= Data section =

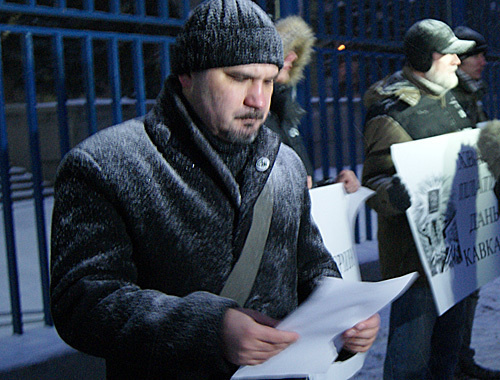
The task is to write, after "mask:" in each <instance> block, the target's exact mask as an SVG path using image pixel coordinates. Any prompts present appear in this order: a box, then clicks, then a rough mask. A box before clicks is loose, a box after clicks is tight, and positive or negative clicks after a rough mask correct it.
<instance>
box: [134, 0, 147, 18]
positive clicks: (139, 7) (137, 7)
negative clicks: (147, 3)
mask: <svg viewBox="0 0 500 380" xmlns="http://www.w3.org/2000/svg"><path fill="white" fill-rule="evenodd" d="M135 14H136V15H138V16H146V6H145V4H144V0H136V1H135Z"/></svg>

= Task prompt =
Transcribe the data above line by line without changing anything, and leave the picture out of your copy.

= Written response =
The task is to write, after "mask:" in each <instance> block, the target's exact mask as an SVG path using image pixel coordinates. Any prompts present appear in this order: a box, then clicks, then a rough mask. A box before clicks is loose, a box after clicks is tight, and positive or negative clicks after a rough mask correct it.
<instance>
box: [134, 0, 147, 18]
positive clicks: (139, 7) (137, 7)
negative clicks: (147, 3)
mask: <svg viewBox="0 0 500 380" xmlns="http://www.w3.org/2000/svg"><path fill="white" fill-rule="evenodd" d="M135 14H136V15H138V16H146V6H145V4H144V0H136V1H135Z"/></svg>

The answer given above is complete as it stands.